PROBLEM TO WORK ON>
Give an exact copy of the data that follows, but none of its pictures.
----- SUPPLIED RECORDS -----
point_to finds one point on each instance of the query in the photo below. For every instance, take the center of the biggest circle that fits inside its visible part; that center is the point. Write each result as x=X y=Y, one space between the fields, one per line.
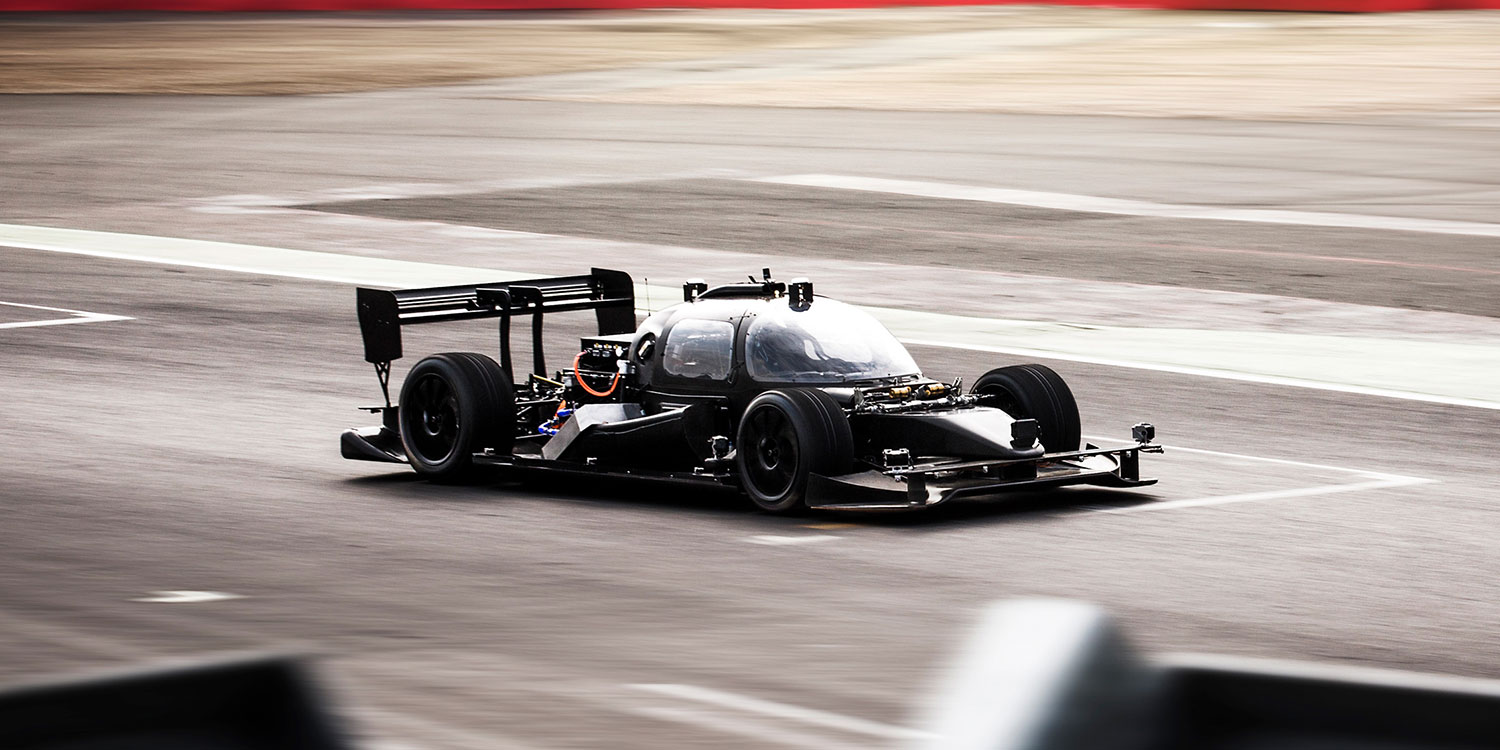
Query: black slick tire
x=1035 y=392
x=783 y=438
x=453 y=405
-----
OUTPUT FOR THIS EXERCISE>
point_to finds one point on each instance of the query in the photo below. For every instance, take the center of the biggest circle that fits inside its visible part; that center is the point. Write each result as x=X y=Y, one space between the fields, one per line.
Query: black slick tire
x=1035 y=392
x=783 y=438
x=453 y=405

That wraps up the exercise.